- _Text under study_:
►

1. An in-depth guide to zebrafish raising and techniques has been provided in The Zebrafish Book: A Guide for the Laboratory Use of Zebrafish (Brachydanio rerio), University of Oregon Press (12). This book provides an invaluable reference for most experimental manipulations in zebrafish.

2. Raising of zebrafish embryos has traditionally been done in a defined salt solution or embryo medium. We find that this is not necessary as long as an antifungal agent, such as methylene blue, is added to system's water. This may of course vary with the quality of individual water sources.

3. It may be advantageous for some researchers to screen for mutations in pigmentless embryos. In wild-type embryos, pigment develops during the early pharyngula period of development. By early hatching, pigment can significantly reduce the information gained from optical inspection of the embryo. Although a number of fully viable pigment mutations exist in the appropriate genetic background, the researcher has the option of using PTU to inhibit pigment synthesis (see Subheading 2.). This may be of use when rescreening mutations to determine effects later in development.

4. It is important to realize that many different regulations govern the importation of fish into different countries, and obtaining import licences can often be costly and time-consuming. It is important to investigate these procedures to avoid fish being impounded and delays that could lead to death of transported fish.

5. Many regulations also govern the mutagenesis of vertebrate animals. In many instances mutagenesis of zebrafish requires a licence from the appropriate authority. Mutagenesis without this licence may be illegal.

6. X- or y-ray mutagenesis and PCR-based screening: A number of studies have indicated the efficacy of X- and y-rays in inducing mutations within the germline of zebrafish, although at a significantly lower efficiency than the above-described treatment with ENU (8). X- and y-rays induce mutation by producing doublestrand breaks within the DNA, and often result in deletion or rearrangement of large regions of the chromosome. This complexity may reduce overall viability of F1 embryos or affect the segregation of mutations in the adult germline. This may explain the lower frequency of recovered mutations. Inducing translocations and deletions, however, is desirable in screens that utilize PCR to detect gene-specific lesions or as a reference point for cloning the gene represented by a given mutation. Mutations can be easily induced in adult fish or in collected sperm, and a brief method for mutagenesis is described below. It is important to use a calibrated X- or y-ray source with a wide beam to ensure whole-sample irradiation.

a. Sperm can be collected as outlined above, irradiated while being kept on ice and resuspended in 10% Hank's solution in small glass vials. Alternatively, adult male fish, pretested for high fertility, can be anesthetized in tricane and placed on a moist sponge bed to constrain the fish within the path of the beam.

◄

- _Extracted data_:
►

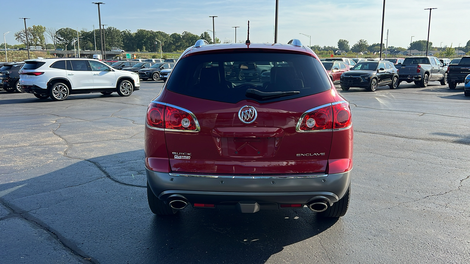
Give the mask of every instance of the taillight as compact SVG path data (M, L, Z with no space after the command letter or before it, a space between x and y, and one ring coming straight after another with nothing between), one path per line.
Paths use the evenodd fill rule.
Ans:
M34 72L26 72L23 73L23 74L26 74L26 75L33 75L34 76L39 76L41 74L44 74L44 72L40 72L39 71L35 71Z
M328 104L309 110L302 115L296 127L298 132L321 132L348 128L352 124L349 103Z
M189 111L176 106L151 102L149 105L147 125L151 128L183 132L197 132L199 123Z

◄
►

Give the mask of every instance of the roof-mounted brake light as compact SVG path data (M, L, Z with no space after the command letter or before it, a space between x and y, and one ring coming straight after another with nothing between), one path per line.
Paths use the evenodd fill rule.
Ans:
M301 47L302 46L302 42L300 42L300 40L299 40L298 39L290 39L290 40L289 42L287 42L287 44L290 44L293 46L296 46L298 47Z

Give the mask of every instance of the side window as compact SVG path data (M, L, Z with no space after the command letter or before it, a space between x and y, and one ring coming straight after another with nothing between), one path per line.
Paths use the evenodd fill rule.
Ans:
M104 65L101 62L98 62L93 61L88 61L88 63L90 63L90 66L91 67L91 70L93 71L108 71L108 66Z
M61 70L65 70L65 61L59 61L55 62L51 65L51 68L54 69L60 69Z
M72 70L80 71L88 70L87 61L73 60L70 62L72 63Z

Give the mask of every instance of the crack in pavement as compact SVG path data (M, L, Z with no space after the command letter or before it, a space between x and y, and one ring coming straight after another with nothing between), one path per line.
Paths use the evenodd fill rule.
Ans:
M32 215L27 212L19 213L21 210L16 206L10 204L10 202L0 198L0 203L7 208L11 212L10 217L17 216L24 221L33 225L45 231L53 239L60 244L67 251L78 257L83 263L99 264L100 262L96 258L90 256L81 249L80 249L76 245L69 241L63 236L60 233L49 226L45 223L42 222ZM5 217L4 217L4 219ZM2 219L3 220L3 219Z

◄

- _Problems and tasks_:
A. Give again the part of the zebrafish notes that starts with "3. It may be" and goes on through "later in development.", word for word.
B. According to the zebrafish notes, what kind of agent must be added to the system's water if embryos are not raised in a defined salt solution?
The material that comes after the text on zebrafish raising and mutagenesis is unrelated to it.

- _Task-by-task results_:
A.
3. It may be advantageous for some researchers to screen for mutations in pigmentless embryos. In wild-type embryos, pigment develops during the early pharyngula period of development. By early hatching, pigment can significantly reduce the information gained from optical inspection of the embryo. Although a number of fully viable pigment mutations exist in the appropriate genetic background, the researcher has the option of using PTU to inhibit pigment synthesis (see Subheading 2.). This may be of use when rescreening mutations to determine effects later in development.

B. An antifungal agent, such as methylene blue.